** begin Quoted text **
Re: multivariate statistics / patch v7

From: Tomas Vondra <tomas(dot)vondra(at)2ndquadrant(dot)com>
To: Kyotaro HORIGUCHI <horiguchi(dot)kyotaro(at)lab(dot)ntt(dot)co(dot)jp>
Cc: pgsql-hackers(at)postgresql(dot)org, jeff(dot)janes(at)gmail(dot)com, sfrost(at)snowman(dot)net
Subject: Re: multivariate statistics / patch v7
Date: 2015-07-27 21:54:08
Message-ID: 55B6A880.3050801@2ndquadrant.com
Views: Raw Message | Whole Thread | Download mbox | Resend email
Thread:
Lists: pgsql-hackers

Hello Horiguchi-san,

On 07/27/2015 09:04 AM, Kyotaro HORIGUCHI wrote:
> Hello,
>
> At Sat, 25 Jul 2015 23:09:31 +0200, Tomas Vondra <tomas(dot)vondra(at)2ndquadrant(dot)com> wrote in <55B3FB0B(dot)7000201(at)2ndquadrant(dot)com>
>> Hi,
>>
>> On 07/16/2015 01:51 PM, Kyotaro HORIGUCHI wrote:
>>> Hi, I'd like to show you the modified constitution of
>>> multivariate statistics application logic. Please find the
>>> attached. They apply on your v7 patch.
>>
>> Sadly I do have some trouble getting it to apply correctly :-(
>> So for now all my comments are based on just reading the code.
>
> Ah. My modification to rebase to the master for the time should
> be culprit. Sorry for the dirty patch.
>
> # I would recreate the patch if you complained before struggling
> # with the thing..
>
> The core of the modification is on closesel.c. I attached the
> patched closesel.c.

I don't see any attachment. Perhaps you forgot to actually attach it?

>
> My concern about the code at the time was following,
>
> - You embedded the logic of multivariate estimation into
> clauselist_selectivity. I think estimate using multivariate
> statistics is quite different from the ordinary estimate based
> on single column stats then they are logically separatable and
> we should do so.

I don't see them as very different, actually quite the opposite. The two
kinds of statistics are complementary and should naturally coexist.
Perhaps the current code is not perfect and a refactoring would make the
code more readable, but I don't think it's primary aim should be to
separate regular and multivariate stats.

>
> - You are taking top-down approach and it runs tree-walking to
> check appliability of mv-stats for every stepping down in
> clause tree. If the subtree found to be mv-applicable, split it
> to two parts - mv-compatible and non-compatible. These steps
> requires expression tree walking, which looks using too-much
> CPU.
** end Quoted text **
_Problem set_
1. List every address on the Cc line of the mailing list message about multivariate statistics.
2. Translate this sentence from the mailing list message about multivariate statistics into Spanish: "The two kinds of statistics are complementary and should naturally coexist."
3. Reproduce the mailing list message about multivariate statistics word for word, beginning at the words "I don't see any" and stopping after the words "should do so.".
** begin Material provided **
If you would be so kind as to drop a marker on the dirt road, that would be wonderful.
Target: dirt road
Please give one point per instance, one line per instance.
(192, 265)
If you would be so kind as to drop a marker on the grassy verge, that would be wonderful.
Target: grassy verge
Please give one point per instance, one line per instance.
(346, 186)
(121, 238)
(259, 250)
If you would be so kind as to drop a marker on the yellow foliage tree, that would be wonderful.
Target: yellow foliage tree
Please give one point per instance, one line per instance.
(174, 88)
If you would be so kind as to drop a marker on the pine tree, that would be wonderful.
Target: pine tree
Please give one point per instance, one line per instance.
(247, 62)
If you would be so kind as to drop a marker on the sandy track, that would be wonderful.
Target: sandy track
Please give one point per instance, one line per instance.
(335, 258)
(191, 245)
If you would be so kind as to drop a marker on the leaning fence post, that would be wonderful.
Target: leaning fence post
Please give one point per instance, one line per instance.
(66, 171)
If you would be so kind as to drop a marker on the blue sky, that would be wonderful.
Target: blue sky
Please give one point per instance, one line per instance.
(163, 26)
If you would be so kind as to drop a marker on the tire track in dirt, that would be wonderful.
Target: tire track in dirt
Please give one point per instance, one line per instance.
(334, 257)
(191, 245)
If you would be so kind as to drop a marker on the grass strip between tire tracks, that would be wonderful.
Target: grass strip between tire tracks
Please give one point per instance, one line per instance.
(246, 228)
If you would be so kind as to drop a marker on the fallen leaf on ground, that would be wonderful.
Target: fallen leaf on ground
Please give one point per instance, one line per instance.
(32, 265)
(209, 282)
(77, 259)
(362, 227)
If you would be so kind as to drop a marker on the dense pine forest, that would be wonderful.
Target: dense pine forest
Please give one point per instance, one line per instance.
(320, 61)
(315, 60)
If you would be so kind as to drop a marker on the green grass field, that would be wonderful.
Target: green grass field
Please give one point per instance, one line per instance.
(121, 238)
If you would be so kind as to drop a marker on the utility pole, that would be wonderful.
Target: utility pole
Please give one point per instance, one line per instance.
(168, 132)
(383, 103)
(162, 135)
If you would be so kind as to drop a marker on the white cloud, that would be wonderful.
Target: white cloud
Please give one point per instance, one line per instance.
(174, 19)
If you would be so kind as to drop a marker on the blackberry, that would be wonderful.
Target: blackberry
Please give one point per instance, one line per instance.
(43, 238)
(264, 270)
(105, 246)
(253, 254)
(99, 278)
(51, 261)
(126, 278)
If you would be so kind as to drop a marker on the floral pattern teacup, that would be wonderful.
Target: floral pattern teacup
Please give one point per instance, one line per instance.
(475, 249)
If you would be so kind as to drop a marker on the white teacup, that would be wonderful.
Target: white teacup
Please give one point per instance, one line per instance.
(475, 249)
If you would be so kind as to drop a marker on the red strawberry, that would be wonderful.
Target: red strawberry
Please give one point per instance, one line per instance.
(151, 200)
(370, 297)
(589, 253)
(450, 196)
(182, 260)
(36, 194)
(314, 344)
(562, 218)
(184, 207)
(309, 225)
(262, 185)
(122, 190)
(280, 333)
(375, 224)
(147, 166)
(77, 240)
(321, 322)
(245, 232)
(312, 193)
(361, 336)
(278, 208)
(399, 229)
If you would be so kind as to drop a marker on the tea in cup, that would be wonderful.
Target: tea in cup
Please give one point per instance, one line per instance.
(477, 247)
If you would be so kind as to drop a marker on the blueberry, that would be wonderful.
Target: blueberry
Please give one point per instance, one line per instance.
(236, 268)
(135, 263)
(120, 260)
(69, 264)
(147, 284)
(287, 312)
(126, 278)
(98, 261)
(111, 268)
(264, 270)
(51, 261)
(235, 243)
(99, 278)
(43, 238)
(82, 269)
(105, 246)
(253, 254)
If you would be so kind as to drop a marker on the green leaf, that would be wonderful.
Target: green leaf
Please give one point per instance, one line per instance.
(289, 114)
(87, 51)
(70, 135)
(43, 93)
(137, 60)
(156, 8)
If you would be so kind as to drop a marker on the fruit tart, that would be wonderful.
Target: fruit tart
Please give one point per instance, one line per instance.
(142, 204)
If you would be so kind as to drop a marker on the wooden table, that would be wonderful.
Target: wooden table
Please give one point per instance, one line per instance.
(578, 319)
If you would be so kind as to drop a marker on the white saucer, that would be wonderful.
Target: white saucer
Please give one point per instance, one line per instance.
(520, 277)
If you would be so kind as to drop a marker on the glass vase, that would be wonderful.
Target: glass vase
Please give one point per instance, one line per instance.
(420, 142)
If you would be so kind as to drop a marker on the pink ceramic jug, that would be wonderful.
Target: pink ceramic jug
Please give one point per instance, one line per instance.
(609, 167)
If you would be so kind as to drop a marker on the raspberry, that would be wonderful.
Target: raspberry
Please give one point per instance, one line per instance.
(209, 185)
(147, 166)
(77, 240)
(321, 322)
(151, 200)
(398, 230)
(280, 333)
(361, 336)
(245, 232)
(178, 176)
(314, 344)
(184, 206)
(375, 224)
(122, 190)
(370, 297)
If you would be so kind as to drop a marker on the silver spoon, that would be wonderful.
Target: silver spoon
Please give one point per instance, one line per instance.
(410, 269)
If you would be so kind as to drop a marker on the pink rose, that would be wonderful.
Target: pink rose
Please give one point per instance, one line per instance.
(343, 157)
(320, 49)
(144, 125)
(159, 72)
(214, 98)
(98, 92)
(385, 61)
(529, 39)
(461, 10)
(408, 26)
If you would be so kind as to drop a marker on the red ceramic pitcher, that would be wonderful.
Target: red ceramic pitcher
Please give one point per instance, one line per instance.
** end Material provided **
_Expected outputs_
1.
pgsql-hackers(at)postgresql(dot)org
jeff(dot)janes(at)gmail(dot)com
sfrost(at)snowman(dot)net

2. Los dos tipos de estadísticas son complementarios y deberían coexistir de forma natural.

3.
I don't see any attachment. Perhaps you forgot to actually attach it?

>
> My concern about the code at the time was following,
>
> - You embedded the logic of multivariate estimation into
> clauselist_selectivity. I think estimate using multivariate
> statistics is quite different from the ordinary estimate based
> on single column stats then they are logically separatable and
> we should do so.